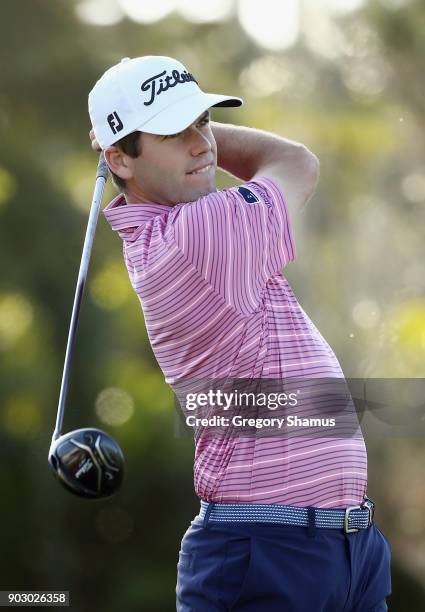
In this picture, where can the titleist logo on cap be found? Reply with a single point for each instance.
(157, 85)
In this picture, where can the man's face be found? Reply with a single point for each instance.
(164, 172)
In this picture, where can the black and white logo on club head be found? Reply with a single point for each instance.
(115, 122)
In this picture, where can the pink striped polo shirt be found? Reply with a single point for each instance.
(208, 275)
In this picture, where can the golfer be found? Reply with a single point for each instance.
(284, 524)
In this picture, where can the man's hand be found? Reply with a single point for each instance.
(94, 144)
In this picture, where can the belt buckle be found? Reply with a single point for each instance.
(347, 518)
(369, 504)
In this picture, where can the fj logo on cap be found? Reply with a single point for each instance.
(115, 122)
(165, 83)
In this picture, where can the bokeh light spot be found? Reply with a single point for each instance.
(114, 406)
(413, 187)
(16, 315)
(7, 186)
(366, 313)
(271, 24)
(99, 12)
(110, 287)
(21, 416)
(114, 525)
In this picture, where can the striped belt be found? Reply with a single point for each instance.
(351, 519)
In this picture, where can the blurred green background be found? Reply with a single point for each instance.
(343, 77)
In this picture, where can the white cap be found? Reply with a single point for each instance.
(154, 94)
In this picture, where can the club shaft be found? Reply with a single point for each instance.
(101, 178)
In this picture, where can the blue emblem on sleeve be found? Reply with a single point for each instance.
(248, 195)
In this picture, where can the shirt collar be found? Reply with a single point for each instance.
(126, 217)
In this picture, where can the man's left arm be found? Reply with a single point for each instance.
(248, 153)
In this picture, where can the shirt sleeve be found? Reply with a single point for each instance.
(237, 239)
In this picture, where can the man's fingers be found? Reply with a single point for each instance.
(94, 144)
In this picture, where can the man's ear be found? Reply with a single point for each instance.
(118, 162)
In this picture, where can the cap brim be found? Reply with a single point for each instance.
(184, 112)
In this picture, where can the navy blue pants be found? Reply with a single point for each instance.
(258, 567)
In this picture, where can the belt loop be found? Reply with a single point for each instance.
(311, 529)
(207, 515)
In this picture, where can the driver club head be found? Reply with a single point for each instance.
(87, 462)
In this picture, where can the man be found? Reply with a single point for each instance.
(284, 524)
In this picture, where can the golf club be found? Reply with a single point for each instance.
(87, 462)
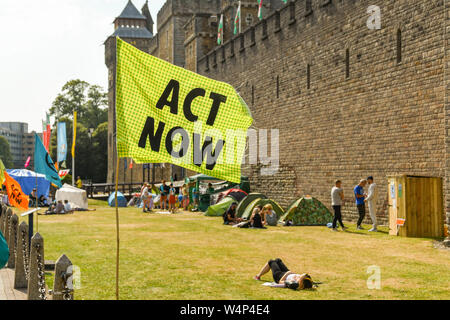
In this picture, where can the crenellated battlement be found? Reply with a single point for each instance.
(304, 12)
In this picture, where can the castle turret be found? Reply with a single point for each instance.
(148, 17)
(130, 26)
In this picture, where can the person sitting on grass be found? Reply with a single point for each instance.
(269, 216)
(229, 217)
(68, 207)
(284, 277)
(256, 219)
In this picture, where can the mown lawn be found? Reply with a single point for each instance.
(189, 256)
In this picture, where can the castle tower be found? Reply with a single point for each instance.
(148, 16)
(130, 26)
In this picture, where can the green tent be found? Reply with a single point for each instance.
(4, 251)
(219, 209)
(246, 201)
(249, 209)
(308, 211)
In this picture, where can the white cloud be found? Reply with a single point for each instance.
(45, 43)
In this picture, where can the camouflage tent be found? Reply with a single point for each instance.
(307, 211)
(246, 201)
(249, 208)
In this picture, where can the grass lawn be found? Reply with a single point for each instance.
(190, 256)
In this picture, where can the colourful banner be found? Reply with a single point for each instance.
(43, 163)
(167, 114)
(63, 173)
(16, 197)
(2, 170)
(74, 133)
(62, 142)
(27, 163)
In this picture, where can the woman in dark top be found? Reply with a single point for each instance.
(256, 219)
(229, 217)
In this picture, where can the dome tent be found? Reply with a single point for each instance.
(247, 213)
(246, 201)
(29, 180)
(75, 196)
(308, 211)
(217, 210)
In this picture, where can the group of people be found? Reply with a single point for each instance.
(261, 217)
(168, 197)
(361, 198)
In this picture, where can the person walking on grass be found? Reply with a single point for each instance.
(372, 202)
(360, 204)
(163, 198)
(172, 198)
(337, 198)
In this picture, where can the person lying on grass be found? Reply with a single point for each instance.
(284, 277)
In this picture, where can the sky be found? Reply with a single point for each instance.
(45, 43)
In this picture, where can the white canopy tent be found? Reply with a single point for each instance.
(76, 197)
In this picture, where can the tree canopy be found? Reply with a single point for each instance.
(5, 153)
(90, 102)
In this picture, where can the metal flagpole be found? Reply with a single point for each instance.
(117, 230)
(240, 17)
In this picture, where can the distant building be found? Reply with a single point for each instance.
(21, 142)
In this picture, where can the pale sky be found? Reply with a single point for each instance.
(45, 43)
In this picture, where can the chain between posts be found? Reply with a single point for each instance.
(41, 274)
(25, 257)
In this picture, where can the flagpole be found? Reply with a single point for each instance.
(117, 230)
(240, 18)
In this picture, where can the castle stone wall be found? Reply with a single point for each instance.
(385, 118)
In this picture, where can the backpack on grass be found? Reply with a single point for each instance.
(4, 251)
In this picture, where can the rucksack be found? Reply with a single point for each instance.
(4, 251)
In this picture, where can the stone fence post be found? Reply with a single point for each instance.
(2, 219)
(36, 282)
(63, 286)
(13, 224)
(6, 227)
(22, 257)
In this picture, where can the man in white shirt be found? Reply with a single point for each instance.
(372, 202)
(337, 198)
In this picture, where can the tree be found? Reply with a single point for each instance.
(5, 153)
(72, 98)
(90, 102)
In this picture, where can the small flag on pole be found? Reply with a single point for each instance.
(2, 170)
(27, 163)
(260, 9)
(16, 196)
(74, 133)
(220, 31)
(237, 20)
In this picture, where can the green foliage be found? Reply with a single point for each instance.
(90, 102)
(5, 153)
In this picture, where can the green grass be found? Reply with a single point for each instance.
(189, 256)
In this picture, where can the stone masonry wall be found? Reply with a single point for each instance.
(386, 117)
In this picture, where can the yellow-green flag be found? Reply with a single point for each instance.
(167, 114)
(2, 174)
(74, 141)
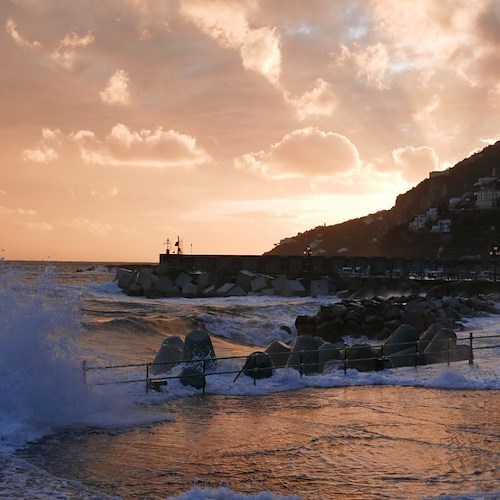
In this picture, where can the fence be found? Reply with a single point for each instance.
(250, 367)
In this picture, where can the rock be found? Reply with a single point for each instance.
(198, 346)
(125, 278)
(402, 338)
(146, 279)
(258, 365)
(440, 348)
(230, 290)
(428, 335)
(279, 353)
(406, 357)
(328, 352)
(363, 357)
(192, 376)
(171, 353)
(304, 355)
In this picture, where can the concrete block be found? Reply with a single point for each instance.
(182, 279)
(259, 282)
(319, 287)
(244, 279)
(146, 279)
(189, 290)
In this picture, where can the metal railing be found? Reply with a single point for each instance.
(205, 367)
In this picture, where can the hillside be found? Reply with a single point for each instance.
(386, 233)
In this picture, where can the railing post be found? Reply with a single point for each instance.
(471, 353)
(204, 380)
(254, 371)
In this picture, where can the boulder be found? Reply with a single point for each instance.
(327, 352)
(146, 279)
(428, 335)
(363, 357)
(304, 355)
(439, 349)
(279, 353)
(260, 282)
(192, 376)
(406, 357)
(258, 365)
(198, 346)
(171, 353)
(125, 277)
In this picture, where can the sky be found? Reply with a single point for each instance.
(231, 124)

Problem statement: Exclude every picture and copy the remaining data exactly.

Completed task:
In this picture, where can the titleist logo on cap be found? Reply with a single point for each instance.
(157, 85)
In this picture, where can the man's face be found? Reply with a single point for each instance.
(164, 172)
In this picture, where can the black and white logo on club head be found? Reply with a single point for each instance.
(115, 122)
In this picture, where can the pink striped polo shirt be found? Reply with a single point for each instance.
(208, 275)
In this picture, where can the golfer be found? Reply with a single point for each instance.
(284, 524)
In this picture, where can the man's hand be found? Reply with a single point for each instance.
(94, 144)
In this picture, where can the belt buckle be found? Reply with a single point for each instance.
(347, 518)
(369, 504)
In this picture, where can the fj logo on cap be found? Reply with a single point for each instance.
(115, 122)
(165, 83)
In this picture, where can the bokeh light spot be found? Reply with a single point for each instance.
(114, 406)
(413, 187)
(16, 315)
(7, 186)
(366, 313)
(271, 24)
(99, 12)
(110, 287)
(21, 416)
(114, 525)
In this picture, where can the striped belt be found? Reply with a single point for each instance.
(351, 519)
In this picture, where can the blurred green background be found? Reply with a single point for each instance.
(343, 77)
In this picture, where can the white cap be found? Reply with a single point for each instance.
(154, 94)
In this picture, where can the club shaft be found? Reply with a single point for each instance.
(101, 178)
In this picture, where can the blue emblem on sleeve be found? Reply with a single point for each instance.
(248, 195)
In this picture, where can the shirt collar be found? Reply with a single point for each instance.
(126, 217)
In this picture, where can the man's left arm be found? Reply with a single point for each instance.
(248, 153)
In this picture, where can the shirt sleeve be found? Reply with a single point for each instance.
(237, 239)
In this picture, where can the man's fingers be found? Reply with a single point for each instance.
(94, 144)
In this picture, where can the man's ear be found? Reply with a single point for each instance.
(118, 162)
In this picture, where can the cap brim be found? Reply with a single point for each instance.
(184, 112)
In this picture, where can the navy blue pants be found? Reply with a single point for each instance.
(258, 567)
In this picture, where can the belt loop be found? Reply with a single point for each instance.
(311, 529)
(207, 515)
In this picture, where can the driver club head be found? Reply with a single point for each instance.
(87, 462)
In this picture, where can the man be found? Reply with a single point for each instance.
(284, 524)
In this picture, where can the golf club be found? Reply with a single point for each instance.
(87, 462)
In this picture, where can the crenellated battlement be found? Reply with a single point for each instance.
(304, 12)
In this picture, where can the castle turret be found? Reply with a single point for each instance.
(148, 17)
(130, 26)
In this picture, where can the person sitting on grass be found? Reply with a single point for each instance.
(269, 216)
(229, 217)
(68, 207)
(284, 277)
(256, 219)
In this picture, where can the mown lawn be found? Reply with a single point for each instance.
(189, 256)
In this picture, where can the castle tower be found? Reply with a single point for each instance.
(148, 16)
(130, 26)
In this picture, where can the green tent be found? Reply with a single point for each instance.
(4, 251)
(219, 209)
(246, 201)
(249, 209)
(308, 211)
In this picture, where can the white cloud be found? Reply with a single point for each instance.
(45, 43)
In this picture, where can the camouflage tent be found? Reply with a single point for each instance.
(307, 211)
(246, 201)
(249, 208)
In this picture, where can the grass lawn be found? Reply with a single point for each instance.
(190, 256)
In this picture, where can the colourful banner be found? Reply with a single point for each instance.
(43, 163)
(167, 114)
(63, 173)
(16, 197)
(2, 170)
(74, 133)
(62, 142)
(27, 163)
In this picture, where can the woman in dark top be found? Reply with a single point for each instance.
(256, 219)
(229, 217)
In this picture, where can the dome tent be found? Reply with a single point for each instance.
(247, 213)
(246, 201)
(29, 180)
(75, 196)
(308, 211)
(217, 210)
In this picture, where can the group of people be found? Reply with a single point for each instance.
(261, 217)
(168, 197)
(361, 198)
In this picture, where can the person walking on grass be found? Reply with a single point for each instance.
(372, 202)
(360, 204)
(163, 198)
(172, 198)
(337, 198)
In this picture, where can the person lying on grass be found? Reply with a single point for each instance.
(284, 277)
In this picture, where can the sky be found? Reply with a single point for each instance.
(45, 43)
In this picture, where can the white canopy tent be found? Reply with a single point for each instance.
(76, 197)
In this picture, where can the tree canopy be found? Reply with a single point for each instance.
(5, 153)
(90, 102)
In this picture, where can the metal flagpole be found? Reply with a single point for each instance.
(117, 230)
(240, 17)
In this picture, where can the distant building be found? Reply with a single point for each instance.
(21, 142)
In this picture, where can the pale sky be found? Reply with a single point for each instance.
(45, 43)
In this picture, where can the chain between posts be found? Reply with a single point for each instance.
(41, 274)
(25, 257)
In this picture, where can the flagpole be found? Reply with a single point for each instance.
(117, 230)
(240, 18)
In this picture, where can the castle stone wall be found? Reply with a single point for each instance.
(385, 118)
In this picture, where can the backpack on grass be found? Reply with a single point for each instance.
(4, 251)
In this picture, where can the rucksack be found? Reply with a single point for each instance.
(4, 251)
In this picture, where can the stone fence post be found? Reply with a single point for each instance.
(2, 219)
(36, 282)
(63, 286)
(13, 224)
(6, 227)
(22, 257)
In this picture, where can the man in white shirt be found? Reply with a single point for each instance.
(372, 202)
(337, 198)
In this picture, where can the tree be found? Reply with a single point for each instance.
(5, 153)
(72, 98)
(90, 102)
In this picture, where can the small flag on pole be found? Reply with a single point for each instance.
(2, 170)
(27, 163)
(260, 9)
(16, 196)
(74, 133)
(220, 31)
(237, 20)
In this picture, where can the green foliage be found? Reply with a single point for each instance.
(90, 102)
(5, 153)
In this picture, where can the green grass be found? Reply with a single point for each instance.
(189, 256)
In this picture, where can the stone masonry wall be found? Reply with a single point for each instance.
(386, 117)
In this picture, where can the yellow-green flag be found? Reply with a single point for each instance.
(167, 114)
(2, 174)
(74, 141)
In this picture, where can the fence be found? Reply with a single point for each instance.
(250, 367)
In this picture, where can the rock be found? Reply with a single point for each instance.
(198, 346)
(125, 278)
(402, 338)
(146, 279)
(258, 365)
(440, 348)
(230, 290)
(428, 335)
(279, 353)
(406, 357)
(328, 352)
(363, 357)
(192, 376)
(171, 353)
(304, 355)
In this picture, where can the concrete block be found? Reply with a single point for each instance.
(182, 279)
(259, 282)
(319, 287)
(244, 279)
(146, 279)
(189, 290)
In this picture, where can the metal railing be found? Reply with a single point for each instance.
(205, 367)
In this picture, where can the hillside be found? Reply with a single point for each instance.
(386, 233)
In this picture, where can the railing post be found? Reply with a single point for each instance.
(471, 353)
(204, 380)
(254, 371)
In this picture, where can the boulder be found? Reply with a single point for each instance.
(327, 352)
(146, 279)
(428, 335)
(363, 357)
(304, 355)
(439, 349)
(279, 353)
(260, 282)
(192, 376)
(406, 357)
(258, 365)
(198, 346)
(171, 353)
(125, 277)
In this picture, where can the sky be found? Reply with a single point for each instance.
(231, 124)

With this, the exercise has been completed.